### Stated task 1
Please say whether each statement agrees with the SACP passage, answering yes or no and quoting the deciding words. (a) The SACP passage finds a contradiction between the objectives of the MTV and the ANC election manifesto. (b) Capitalist forces in the health sector have been running a media offensive against the NHI. (c) SADTU is expected to play a leading role in implementing the non-negotiables.

### Page text
Therefore, building working class hegemony in all the six key sites of power must centrally mean the build of both male and female working class power in the whole of society.

7. The organizational tasks of the SACP towards 2012

The overarching challenge facing our party and the entire national liberation movement is that of the accelerated implementation of the five priorities of the ANC-led election manifesto. There is no contradiction between the objectives of our MTV and the ANC election manifesto. Instead there is a complementarity between the two, in that the goals of the election manifesto cannot be realized without building working class hegemony in society. Building working class hegemony in society is also not an abstract task, it must be built through concrete struggles to realize the five priorities of the manifesto.

The struggle for the accelerated implementation of the ANC-led Alliance Manifesto is going to be a site of intense struggles both in wider society as well within our broader movement. A key site of struggle is already that over the implementation of the National Health Insurance as well as the complete overhaul and strengthening of our public health system. Powerful capitalist interests in the private health sector, in alliance with some in our own broader movement who have business interests in the sector, are already involved in intense behind the scenes lobbying for either a total abandonment of the idea of an NHI or to try and build a watered down version of the NHI, imprisoned by the interests of private capital and/or through Public Private Partnerships that favour the capitalist classes.

These capitalist forces in the health sector have for months now been embarking on a media offensive trying to discredit the NHI, with multiple figures of billions of rands being thrown up as the cost of the NHI and therefore projecting such a scheme as unaffordable.

It is for these reasons that we need to deepen our campaign for the establishment of a quality and affordable public health care system with the NHI at the centre.

On the education front, the SACP must throw its full weight, and where necessary lead, in the ANC campaign to transform our education system. This means mobilizing local people’s education committees to make our schools functional and SADTU, for instance, must play a leading role in ensuring that the non-negotiables are implemented; an intensified focus on skills development and the strengthening of the Further Education and Training Colleges, and the transformation of our university system to ensure that it is aligned with our overall developmental objectives.

### Stated task 2
Pull out every line of the records that contains the string "matching".

### Recorded data
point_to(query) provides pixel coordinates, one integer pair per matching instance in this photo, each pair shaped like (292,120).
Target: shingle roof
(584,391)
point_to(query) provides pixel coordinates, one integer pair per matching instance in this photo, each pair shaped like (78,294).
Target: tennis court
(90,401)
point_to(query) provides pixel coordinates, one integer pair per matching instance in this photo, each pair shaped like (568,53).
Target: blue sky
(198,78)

---

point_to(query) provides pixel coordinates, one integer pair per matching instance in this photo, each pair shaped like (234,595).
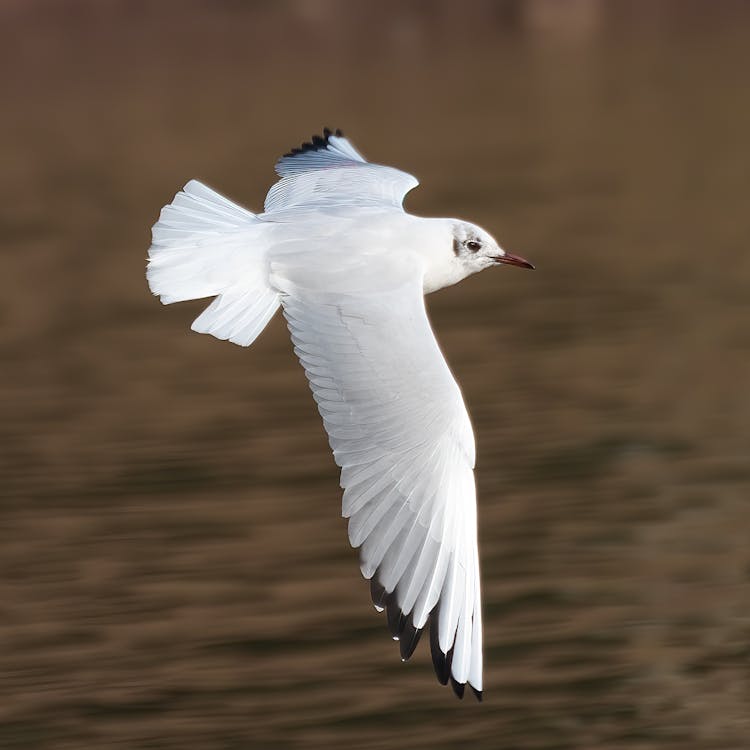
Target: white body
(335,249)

### Written solution 1
(a) No: "There is no contradiction between the objectives of our MTV and the ANC election manifesto."
(b) Yes: "These capitalist forces in the health sector have for months now been embarking on a media offensive trying to discredit the NHI"
(c) Yes: "SADTU, for instance, must play a leading role in ensuring that the non-negotiables are implemented"

### Written solution 2
point_to(query) provides pixel coordinates, one integer pair per matching instance in this photo, each pair shaped like (292,120).
point_to(query) provides pixel coordinates, one integer pair per matching instance in this photo, each pair shaped like (78,294).
point_to(query) provides pixel coordinates, one integer pair per matching instance in this photo, each pair shaped like (568,53).
point_to(query) provides pixel coordinates, one integer pair per matching instance in this photo, each pair shaped like (234,595).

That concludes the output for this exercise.